#### [作業要件]
1) マンション管理の点検項目について、次の問いに答えよ。
(a) 管理者はマンション管理において何だとされているか。
(b) 総会議事録は過去何年分の保管が確認されるか。
(c) 第二の項目は何という名称か。
2) マンション管理の点検項目のうち、「総会を年1回以上開催している」から「の憲法とも言われています)。」までの箇所を、一字も変えずに繰り返せ。
3) マンション管理の点検項目の文章を引き継ぎ、示された最後の文の後から続きを書いてください。

#### [本文抜粋]
□ □ □ □ □ □ □

管理者監事が選任されているか(⇒ 管理者はマンション管理の最高責任者です)。
総会を年1回以上開催しているか(⇒ マンションでは、重要な事項は区分所有者全員が参加する総会で決めます)。
□過去5年分の総会議事録が保管されているか(⇒ マンションの管理や管理組合運営の継続性を維持するために、情報をきちんと生成・保管することが重要です)。
管理規約(以下「規約」)の原本あるいは現に有効な規約があるか(⇒ 規約はマンション内の憲法とも言われています)。
□規約に国の管理計画認定基準として掲げられている項目(専有部分への立ち入り、修繕等の履歴情報の管理、管理組合の財務・管理に関する情報の書面の交付)が規定されているか。
□規約は新しい標準管理規約に準じて主要な改正項目が規定されているか(⇒ 必要な項目は、①暴力団等の排除規定 ②専有部分の設備のうち共用部分と構造上一体となった部分の管理を管理組合が行うことができる定め ③災害時の管理組合の意思決定 ④区分所有者による開口部等の改良工事の実施 ⑤修繕積立金の区分経理 ⑥役員の欠格条件と利益相反取引の禁止規定 ⑦監事の権限 ⑧管理費等の滞納に対する措置 です)。

2.建物・設備
 第二の項目は「建物・設備」です。安心した暮らしを送ることができるか、法律で決められた検査や点検が実施され、長期にわたって建物を維持する体制が整っているかに関する項目です。
□特定建築物定期調査、 建築設備定期検査、昇降機(エレベーター)定期検査、専用水道定期水質検査、簡易専用水道管理状況検査、貯水槽の清掃、浄化槽の保守点検・清掃・定期検査、消防用設備等点検、自家用電気工作物定期点検の実施状況及び報告書の保管があるか。

□ □ □ □ □ □ □

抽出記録
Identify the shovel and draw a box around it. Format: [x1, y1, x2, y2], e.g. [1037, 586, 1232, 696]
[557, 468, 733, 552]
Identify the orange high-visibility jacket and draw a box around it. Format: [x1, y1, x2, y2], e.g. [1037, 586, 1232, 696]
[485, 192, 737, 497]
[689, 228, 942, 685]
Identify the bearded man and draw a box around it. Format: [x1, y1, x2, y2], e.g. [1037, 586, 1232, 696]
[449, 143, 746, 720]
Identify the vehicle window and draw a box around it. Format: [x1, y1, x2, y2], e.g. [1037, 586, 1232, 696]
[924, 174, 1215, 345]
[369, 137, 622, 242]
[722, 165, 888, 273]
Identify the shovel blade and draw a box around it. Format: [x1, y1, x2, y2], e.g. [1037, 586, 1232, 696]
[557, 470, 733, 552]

□ □ □ □ □ □ □

#### [回答]
1)
(a) マンション管理の最高責任者
(b) 5年分
(c) 建物・設備

2)
総会を年1回以上開催しているか(⇒ マンションでは、重要な事項は区分所有者全員が参加する総会で決めます)。
□過去5年分の総会議事録が保管されているか(⇒ マンションの管理や管理組合運営の継続性を維持するために、情報をきちんと生成・保管することが重要です)。
管理規約(以下「規約」)の原本あるいは現に有効な規約があるか(⇒ 規約はマンション内の憲法とも言われています)。

3)
□長期修繕計画が作成されているか(⇒ 計画的に修繕を進めるために必要なものです)。
□修繕履歴情報(直近5年間)があり、共用部分の工事に関する図面等が保管されているか(⇒ 長期にわたって維持管理するには、過去の修繕履歴等の情報が必要です)。

3.管理組合の収支
 第三の項目は「管理組合の収支」です。健全な会計の状態であるかに関する項目です。
□管理費会計と修繕積立金会計の区分経理がされているか。
□修繕積立金会計から他の会計(管理費会計等)への充当がされていないか(⇒ 修繕の費用が足りなくならないように、管理費と区分して積み立てておくことが必要です)。
□修繕積立金は、計画期間の推定工事費よりも積立金累計額の方が多いか。そして管理組合の年度収入額が長期修繕計画上の年度収入どおりに徴収されているか。
□管理費の滞納住戸数は3%以内か。滞納期間は6か月未満か。3か月以上の滞納率は10%以内か。
□修繕積立金の3か月以上の滞納率は10%以内か(⇒ 管理費・修繕積立金の長期の滞納者をなくす速やかな対応が必要です)。
□修繕積立金の額が著しく低額でないか(⇒ 必要な資金がないと修繕は実施できません)。